▸ Exercise requirements
Convert every item below into a JSON list of strings, one string per line, with blank lines left out.
Begin Information shown
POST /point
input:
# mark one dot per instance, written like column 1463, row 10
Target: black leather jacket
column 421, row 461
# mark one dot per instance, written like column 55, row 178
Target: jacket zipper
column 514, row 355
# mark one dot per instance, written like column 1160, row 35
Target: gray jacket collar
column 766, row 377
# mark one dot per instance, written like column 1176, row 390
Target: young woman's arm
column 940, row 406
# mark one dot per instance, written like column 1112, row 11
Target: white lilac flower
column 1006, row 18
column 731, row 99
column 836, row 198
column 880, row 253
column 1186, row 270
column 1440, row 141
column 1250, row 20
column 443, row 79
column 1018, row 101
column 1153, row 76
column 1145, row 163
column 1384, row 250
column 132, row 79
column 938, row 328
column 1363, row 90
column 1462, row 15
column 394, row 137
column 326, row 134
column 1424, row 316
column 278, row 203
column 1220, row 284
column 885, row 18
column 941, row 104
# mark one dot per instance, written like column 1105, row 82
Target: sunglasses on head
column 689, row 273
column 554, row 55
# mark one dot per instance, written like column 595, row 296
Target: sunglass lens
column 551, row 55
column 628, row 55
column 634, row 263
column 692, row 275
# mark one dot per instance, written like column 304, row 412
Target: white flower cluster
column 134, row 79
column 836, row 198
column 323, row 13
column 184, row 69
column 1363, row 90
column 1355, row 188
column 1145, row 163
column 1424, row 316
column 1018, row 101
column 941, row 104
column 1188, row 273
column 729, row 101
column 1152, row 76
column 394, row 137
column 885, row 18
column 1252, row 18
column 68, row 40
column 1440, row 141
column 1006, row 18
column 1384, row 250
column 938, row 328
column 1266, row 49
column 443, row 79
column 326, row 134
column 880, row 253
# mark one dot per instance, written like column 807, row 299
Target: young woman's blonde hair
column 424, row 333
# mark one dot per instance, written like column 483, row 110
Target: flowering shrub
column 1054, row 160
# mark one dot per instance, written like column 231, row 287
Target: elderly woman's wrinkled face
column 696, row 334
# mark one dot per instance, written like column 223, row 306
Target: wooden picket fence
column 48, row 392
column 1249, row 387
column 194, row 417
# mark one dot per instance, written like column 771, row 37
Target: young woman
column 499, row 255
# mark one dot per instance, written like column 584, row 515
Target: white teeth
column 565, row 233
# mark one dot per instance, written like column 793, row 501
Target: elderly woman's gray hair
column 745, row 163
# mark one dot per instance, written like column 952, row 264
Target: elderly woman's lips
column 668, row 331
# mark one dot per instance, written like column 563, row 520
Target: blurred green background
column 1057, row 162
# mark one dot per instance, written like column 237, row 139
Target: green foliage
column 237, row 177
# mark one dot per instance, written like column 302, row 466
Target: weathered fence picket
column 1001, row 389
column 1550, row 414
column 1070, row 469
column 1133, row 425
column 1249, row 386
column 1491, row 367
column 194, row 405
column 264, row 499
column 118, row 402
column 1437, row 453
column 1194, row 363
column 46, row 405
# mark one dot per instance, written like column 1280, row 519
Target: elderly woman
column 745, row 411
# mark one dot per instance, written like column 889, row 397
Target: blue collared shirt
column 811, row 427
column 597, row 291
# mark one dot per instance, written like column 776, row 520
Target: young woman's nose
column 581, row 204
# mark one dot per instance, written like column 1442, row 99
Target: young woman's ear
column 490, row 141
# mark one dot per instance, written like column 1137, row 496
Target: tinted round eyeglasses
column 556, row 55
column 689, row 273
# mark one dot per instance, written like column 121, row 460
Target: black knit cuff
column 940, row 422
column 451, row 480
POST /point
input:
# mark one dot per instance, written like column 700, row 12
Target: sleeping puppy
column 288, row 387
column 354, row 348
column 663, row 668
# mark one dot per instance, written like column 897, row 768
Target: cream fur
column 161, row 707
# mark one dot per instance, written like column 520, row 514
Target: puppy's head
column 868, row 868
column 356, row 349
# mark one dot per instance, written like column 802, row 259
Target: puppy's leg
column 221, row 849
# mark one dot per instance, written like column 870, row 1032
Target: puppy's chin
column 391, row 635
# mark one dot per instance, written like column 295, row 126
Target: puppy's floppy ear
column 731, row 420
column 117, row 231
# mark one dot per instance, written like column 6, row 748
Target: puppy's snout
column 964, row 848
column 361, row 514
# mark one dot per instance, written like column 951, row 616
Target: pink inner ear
End Information shown
▸ Final result
[
  "POST /point",
  "input:",
  "# mark one dot per instance, written like column 1463, row 10",
  "Target: black leather jacket",
  "column 421, row 461",
  "# mark one dot per instance, written like column 55, row 178",
  "Target: jacket zipper",
  "column 514, row 355",
  "# mark one dot per instance, written like column 1160, row 35",
  "Target: gray jacket collar",
  "column 766, row 377",
  "# mark one dot per instance, written like column 1176, row 390",
  "Target: young woman's arm",
  "column 940, row 406",
  "# mark one dot per instance, written like column 1112, row 11",
  "Target: white lilac flower",
  "column 1006, row 18",
  "column 731, row 99",
  "column 836, row 198",
  "column 880, row 253",
  "column 1186, row 270",
  "column 1440, row 141",
  "column 1250, row 20",
  "column 443, row 79",
  "column 1018, row 101",
  "column 1153, row 76",
  "column 1145, row 163",
  "column 1384, row 250",
  "column 132, row 79",
  "column 938, row 328",
  "column 1363, row 90",
  "column 1462, row 15",
  "column 394, row 137",
  "column 326, row 134",
  "column 1424, row 316",
  "column 278, row 203",
  "column 1220, row 284",
  "column 885, row 18",
  "column 941, row 104",
  "# mark one dot per instance, written like column 1105, row 82",
  "Target: sunglasses on head",
  "column 689, row 273",
  "column 554, row 55",
  "# mark one dot per instance, written like column 595, row 296",
  "Target: sunglass lens",
  "column 551, row 55",
  "column 628, row 55",
  "column 634, row 263",
  "column 692, row 275",
  "# mark one dot per instance, written like column 304, row 412",
  "Target: white flower cluster",
  "column 134, row 79",
  "column 836, row 198",
  "column 323, row 13",
  "column 184, row 69",
  "column 1363, row 90",
  "column 1355, row 188",
  "column 1145, row 163",
  "column 1424, row 316",
  "column 1018, row 101",
  "column 941, row 104",
  "column 1188, row 273",
  "column 729, row 101",
  "column 1152, row 76",
  "column 394, row 137",
  "column 885, row 18",
  "column 1252, row 18",
  "column 68, row 40",
  "column 1440, row 141",
  "column 1006, row 18",
  "column 1384, row 250",
  "column 938, row 328",
  "column 1266, row 49",
  "column 443, row 79",
  "column 326, row 134",
  "column 880, row 253",
  "# mark one dot per instance, written like column 807, row 299",
  "Target: young woman's blonde hair",
  "column 424, row 333",
  "# mark one dot per instance, written like column 483, row 110",
  "Target: flowering shrub",
  "column 1054, row 160",
  "# mark one dot per instance, written like column 231, row 287",
  "Target: elderly woman's wrinkled face",
  "column 696, row 334",
  "# mark one dot per instance, written like column 223, row 306",
  "Target: wooden picket fence",
  "column 48, row 392",
  "column 1249, row 387",
  "column 194, row 417",
  "# mark one dot per instance, written like column 771, row 37",
  "Target: young woman",
  "column 499, row 255",
  "# mark one dot per instance, written like column 584, row 515",
  "Target: white teeth",
  "column 565, row 233",
  "# mark one dot per instance, written like column 793, row 501",
  "Target: elderly woman's gray hair",
  "column 745, row 163",
  "# mark one dot per instance, written like column 952, row 264",
  "Target: elderly woman's lips",
  "column 668, row 331",
  "# mark one dot per instance, written like column 563, row 520",
  "Target: blurred green background",
  "column 1057, row 162",
  "# mark one dot per instance, written like column 237, row 139",
  "Target: green foliage",
  "column 237, row 177",
  "# mark one dot per instance, written like column 302, row 466",
  "Target: weathered fence picket",
  "column 1001, row 389",
  "column 1550, row 414",
  "column 1070, row 469",
  "column 1133, row 425",
  "column 1249, row 386",
  "column 1491, row 367",
  "column 194, row 405",
  "column 264, row 499",
  "column 118, row 402",
  "column 1437, row 453",
  "column 1194, row 363",
  "column 46, row 405",
  "# mark one dot per instance, written like column 1280, row 519",
  "Target: elderly woman",
  "column 745, row 411",
  "# mark one dot per instance, written like column 889, row 397",
  "Target: blue collared shirt",
  "column 811, row 427",
  "column 597, row 291",
  "# mark one dot per instance, written like column 776, row 520",
  "Target: young woman's nose",
  "column 581, row 204",
  "# mark one dot per instance, written like column 1442, row 99",
  "Target: young woman's ear",
  "column 490, row 141",
  "# mark one dot per instance, written like column 1137, row 496",
  "Target: tinted round eyeglasses",
  "column 556, row 55",
  "column 689, row 273",
  "# mark one dot per instance, written like column 121, row 460",
  "Target: black knit cuff",
  "column 940, row 422",
  "column 451, row 480",
  "POST /point",
  "input:",
  "# mark one dot per instance, written like column 700, row 12",
  "Target: sleeping puppy",
  "column 288, row 387",
  "column 354, row 348",
  "column 663, row 668",
  "# mark one dot per instance, written like column 897, row 768",
  "Target: cream fur",
  "column 161, row 707",
  "# mark one dot per instance, written like column 520, row 514",
  "Target: puppy's head",
  "column 868, row 868",
  "column 356, row 349",
  "# mark one dot per instance, written like column 802, row 259",
  "Target: puppy's leg",
  "column 221, row 849",
  "# mark one dot per instance, written like column 870, row 1032",
  "Target: puppy's chin",
  "column 391, row 635",
  "# mark one dot per instance, written like column 295, row 126",
  "Target: puppy's floppy ear",
  "column 731, row 420",
  "column 117, row 231",
  "# mark one dot per instance, written like column 6, row 748",
  "Target: puppy's snout",
  "column 964, row 848",
  "column 361, row 514",
  "# mark one dot per instance, written like column 951, row 616",
  "Target: pink inner ear"
]